Can you rewrite the entries below, changing every "bounding box" to "rectangle" and leaving everything else untouched?

───── Records for the exercise ─────

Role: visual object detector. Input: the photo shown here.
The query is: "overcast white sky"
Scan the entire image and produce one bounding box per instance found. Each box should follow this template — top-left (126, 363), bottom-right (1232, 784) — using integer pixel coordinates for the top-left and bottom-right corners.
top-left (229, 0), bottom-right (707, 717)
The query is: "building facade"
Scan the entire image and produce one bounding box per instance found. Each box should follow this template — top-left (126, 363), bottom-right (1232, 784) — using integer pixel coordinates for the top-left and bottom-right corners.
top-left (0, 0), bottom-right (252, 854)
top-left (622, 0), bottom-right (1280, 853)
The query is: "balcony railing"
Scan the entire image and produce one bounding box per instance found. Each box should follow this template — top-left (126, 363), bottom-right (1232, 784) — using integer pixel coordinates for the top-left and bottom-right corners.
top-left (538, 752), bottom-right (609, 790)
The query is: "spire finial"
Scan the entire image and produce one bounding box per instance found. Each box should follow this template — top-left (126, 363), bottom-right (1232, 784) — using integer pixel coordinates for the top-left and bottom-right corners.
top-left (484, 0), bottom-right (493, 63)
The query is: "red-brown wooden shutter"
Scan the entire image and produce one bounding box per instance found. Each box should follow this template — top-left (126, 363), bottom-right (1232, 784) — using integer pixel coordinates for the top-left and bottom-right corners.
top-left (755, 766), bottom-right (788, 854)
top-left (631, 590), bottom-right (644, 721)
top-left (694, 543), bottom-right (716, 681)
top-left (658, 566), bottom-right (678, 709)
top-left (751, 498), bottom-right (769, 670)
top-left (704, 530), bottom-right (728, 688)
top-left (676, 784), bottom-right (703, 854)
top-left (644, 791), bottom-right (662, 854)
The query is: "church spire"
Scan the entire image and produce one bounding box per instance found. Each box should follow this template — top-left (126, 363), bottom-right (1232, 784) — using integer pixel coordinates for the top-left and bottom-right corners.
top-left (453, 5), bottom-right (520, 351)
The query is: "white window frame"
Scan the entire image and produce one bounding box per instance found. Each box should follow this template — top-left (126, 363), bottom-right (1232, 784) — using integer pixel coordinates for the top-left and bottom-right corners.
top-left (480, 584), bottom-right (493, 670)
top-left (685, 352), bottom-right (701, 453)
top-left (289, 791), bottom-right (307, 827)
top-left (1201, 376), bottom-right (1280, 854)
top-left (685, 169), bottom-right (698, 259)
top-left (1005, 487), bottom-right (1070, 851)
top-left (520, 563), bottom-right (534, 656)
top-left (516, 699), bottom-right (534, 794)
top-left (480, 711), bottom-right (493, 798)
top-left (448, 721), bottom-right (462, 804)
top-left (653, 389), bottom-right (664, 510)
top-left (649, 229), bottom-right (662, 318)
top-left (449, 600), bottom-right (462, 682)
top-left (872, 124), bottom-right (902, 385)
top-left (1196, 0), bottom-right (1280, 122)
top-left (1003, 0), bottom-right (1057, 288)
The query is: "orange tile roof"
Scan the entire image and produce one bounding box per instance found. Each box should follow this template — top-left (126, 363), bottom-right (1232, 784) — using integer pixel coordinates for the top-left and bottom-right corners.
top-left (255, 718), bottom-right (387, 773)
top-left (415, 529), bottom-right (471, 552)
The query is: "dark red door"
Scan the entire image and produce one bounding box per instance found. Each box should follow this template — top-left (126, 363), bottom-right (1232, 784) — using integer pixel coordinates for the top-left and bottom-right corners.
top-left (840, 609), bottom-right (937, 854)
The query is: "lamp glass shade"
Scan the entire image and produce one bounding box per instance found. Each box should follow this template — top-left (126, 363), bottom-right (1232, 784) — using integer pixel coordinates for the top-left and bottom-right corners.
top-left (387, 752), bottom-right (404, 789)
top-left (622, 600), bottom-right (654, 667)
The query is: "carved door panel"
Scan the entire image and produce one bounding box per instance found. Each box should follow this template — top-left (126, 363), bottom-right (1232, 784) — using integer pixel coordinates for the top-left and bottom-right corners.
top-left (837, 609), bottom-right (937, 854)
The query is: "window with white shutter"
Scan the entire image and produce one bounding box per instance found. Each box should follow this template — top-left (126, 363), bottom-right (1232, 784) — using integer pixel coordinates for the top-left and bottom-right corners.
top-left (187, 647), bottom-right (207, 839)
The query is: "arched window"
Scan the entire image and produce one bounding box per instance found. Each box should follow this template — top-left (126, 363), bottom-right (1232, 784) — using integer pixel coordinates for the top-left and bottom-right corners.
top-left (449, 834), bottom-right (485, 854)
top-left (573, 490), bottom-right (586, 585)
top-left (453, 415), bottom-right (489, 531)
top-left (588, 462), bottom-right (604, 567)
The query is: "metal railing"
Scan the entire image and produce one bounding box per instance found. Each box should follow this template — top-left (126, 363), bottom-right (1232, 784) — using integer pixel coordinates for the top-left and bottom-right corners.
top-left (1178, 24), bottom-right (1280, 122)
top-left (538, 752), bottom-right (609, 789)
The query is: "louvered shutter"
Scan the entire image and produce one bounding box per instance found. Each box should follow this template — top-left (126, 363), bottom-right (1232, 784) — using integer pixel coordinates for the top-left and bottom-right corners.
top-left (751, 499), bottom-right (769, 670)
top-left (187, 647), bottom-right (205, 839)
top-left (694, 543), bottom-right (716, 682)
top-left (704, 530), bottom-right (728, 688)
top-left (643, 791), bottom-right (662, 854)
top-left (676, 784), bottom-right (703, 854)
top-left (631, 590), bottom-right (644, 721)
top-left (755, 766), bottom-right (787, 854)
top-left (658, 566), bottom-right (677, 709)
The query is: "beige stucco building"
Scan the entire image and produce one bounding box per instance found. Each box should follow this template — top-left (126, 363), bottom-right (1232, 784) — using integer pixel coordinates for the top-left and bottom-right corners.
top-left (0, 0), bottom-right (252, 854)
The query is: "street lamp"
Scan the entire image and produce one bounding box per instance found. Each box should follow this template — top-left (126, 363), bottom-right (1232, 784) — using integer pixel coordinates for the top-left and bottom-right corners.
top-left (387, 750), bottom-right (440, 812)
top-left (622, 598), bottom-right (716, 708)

─────

Written response —
Role: visual object detector. Input: the photo shown here.
The query is: "overcast white sky"
Scan the entire image and produce one rectangle per instance found. Each box should follow this template — top-left (126, 363), bottom-right (1232, 784) — using integer pixel coordinates for the top-left and bottom-right corners.
top-left (229, 0), bottom-right (707, 717)
The query is: "building facade"
Scan the entire image and produce one rectangle per instance found. Each box should follow this template — top-left (126, 363), bottom-right (1232, 784) — using integer pixel coordinates for the top-left and bottom-right corners.
top-left (0, 0), bottom-right (252, 854)
top-left (622, 0), bottom-right (1280, 853)
The query is: "balcony railing"
Scan the entire image and produce one rectangle per instance found. Each box should follow this template — top-left (126, 363), bottom-right (1232, 784) — using integer pixel coordinates for the top-left and bottom-right corners.
top-left (538, 752), bottom-right (609, 790)
The query is: "spire finial"
Scan the entire image and produce one rectangle per instance found. Each box should follow this template — top-left (126, 363), bottom-right (1232, 784) — using integer pixel coordinates for the top-left and bottom-right corners.
top-left (484, 0), bottom-right (493, 63)
The query is: "red-brown wooden shutter"
Scan the entire image and produce one rectangle per instance found. Each box should follow this template — top-left (126, 363), bottom-right (1232, 784) — using integer pixel coordinates for the top-left and bottom-right corners.
top-left (755, 766), bottom-right (788, 854)
top-left (631, 590), bottom-right (644, 721)
top-left (694, 543), bottom-right (716, 681)
top-left (658, 566), bottom-right (678, 709)
top-left (751, 498), bottom-right (769, 670)
top-left (704, 530), bottom-right (728, 688)
top-left (676, 784), bottom-right (703, 854)
top-left (644, 791), bottom-right (662, 854)
The query is: "church spire"
Scan the entire image and produce one rectangle per instance found. Each box should follow this template — top-left (126, 363), bottom-right (1232, 784) — using integer pixel coordinates for the top-left and bottom-right corners.
top-left (453, 5), bottom-right (520, 351)
The query is: "white window frame"
Scan the entire image and produce one rectangle per instance found. Each box should follow this template — top-left (126, 363), bottom-right (1232, 784) — using integer pixel coordinates for the top-left and bottom-right corners.
top-left (480, 584), bottom-right (493, 670)
top-left (685, 352), bottom-right (701, 453)
top-left (289, 791), bottom-right (307, 827)
top-left (1201, 376), bottom-right (1280, 854)
top-left (685, 169), bottom-right (698, 259)
top-left (1005, 487), bottom-right (1070, 851)
top-left (520, 563), bottom-right (534, 656)
top-left (516, 699), bottom-right (534, 794)
top-left (480, 711), bottom-right (493, 798)
top-left (448, 721), bottom-right (462, 804)
top-left (653, 389), bottom-right (664, 510)
top-left (649, 229), bottom-right (662, 318)
top-left (449, 600), bottom-right (462, 682)
top-left (872, 124), bottom-right (902, 385)
top-left (1196, 0), bottom-right (1280, 122)
top-left (1003, 0), bottom-right (1057, 288)
The query is: "orange tile roof"
Scan the entire image and produce one rectangle per instance found. Each box should follow this template — top-left (126, 363), bottom-right (1232, 784) — using integer pixel coordinates for the top-left and bottom-right corners.
top-left (255, 718), bottom-right (387, 773)
top-left (415, 529), bottom-right (471, 552)
The query is: "dark red door"
Scan the entire image and produce one rectangle per instance found. Each box should follow this template — top-left (126, 363), bottom-right (1232, 784) — using integer pixel coordinates for the top-left and bottom-right corners.
top-left (840, 609), bottom-right (937, 854)
The query is: "lamp glass shade"
Scan the entire image and produce one rectangle per instance found. Each box should follow this template — top-left (126, 363), bottom-right (1232, 784) — using integer pixel coordinates for the top-left and bottom-right corners.
top-left (387, 752), bottom-right (404, 789)
top-left (622, 600), bottom-right (654, 667)
The query is: "carved door panel"
Scan the entire image and produce one rectangle per instance found. Each box should follow this template — top-left (126, 363), bottom-right (1232, 784) — using integer pixel coordinates for the top-left and bottom-right corners.
top-left (837, 609), bottom-right (937, 854)
The query is: "window with white shutter"
Scan the entire image and produce one rectangle per instance found. Each box should follow this template — top-left (126, 363), bottom-right (1232, 784) — using integer pixel coordinates for the top-left and bottom-right corners.
top-left (187, 647), bottom-right (207, 839)
The query is: "arched window"
Scan the entire image and produce one rectangle per instance found. Each box should follow this template — top-left (126, 363), bottom-right (1232, 784) — using integer pixel coordinates for the top-left and bottom-right corners.
top-left (449, 834), bottom-right (485, 854)
top-left (573, 490), bottom-right (586, 585)
top-left (453, 415), bottom-right (489, 531)
top-left (588, 462), bottom-right (604, 567)
The query is: "metal railing"
Scan the entire image and produce one rectangle per instance found. Each box should follow this template — top-left (126, 363), bottom-right (1232, 784) — using integer pixel coordinates for the top-left and bottom-right corners.
top-left (1178, 24), bottom-right (1280, 122)
top-left (538, 752), bottom-right (609, 789)
The query is: "louvered shutter"
Scan the entire image and produce one rectangle per instance found. Each box should follow this template — top-left (126, 363), bottom-right (1232, 784) — using integer pixel coordinates for the top-left and bottom-right corners.
top-left (751, 499), bottom-right (769, 670)
top-left (187, 647), bottom-right (205, 839)
top-left (694, 543), bottom-right (716, 682)
top-left (704, 530), bottom-right (728, 688)
top-left (643, 791), bottom-right (662, 854)
top-left (676, 784), bottom-right (703, 854)
top-left (631, 590), bottom-right (644, 721)
top-left (755, 766), bottom-right (787, 854)
top-left (658, 566), bottom-right (677, 709)
The query is: "beige stucco building"
Scan the entire image and produce one rectangle per instance found. Each box should follow this template — top-left (126, 363), bottom-right (1232, 784) — using integer pixel coordinates for the top-left and bottom-right corners.
top-left (0, 0), bottom-right (252, 854)
The query is: "street lamp"
Scan the entire image and produce one rectangle per instance found. Each box should follow this template — top-left (126, 363), bottom-right (1232, 784) — using integer pixel coordinates for the top-left and bottom-right corners.
top-left (387, 750), bottom-right (440, 812)
top-left (622, 598), bottom-right (716, 708)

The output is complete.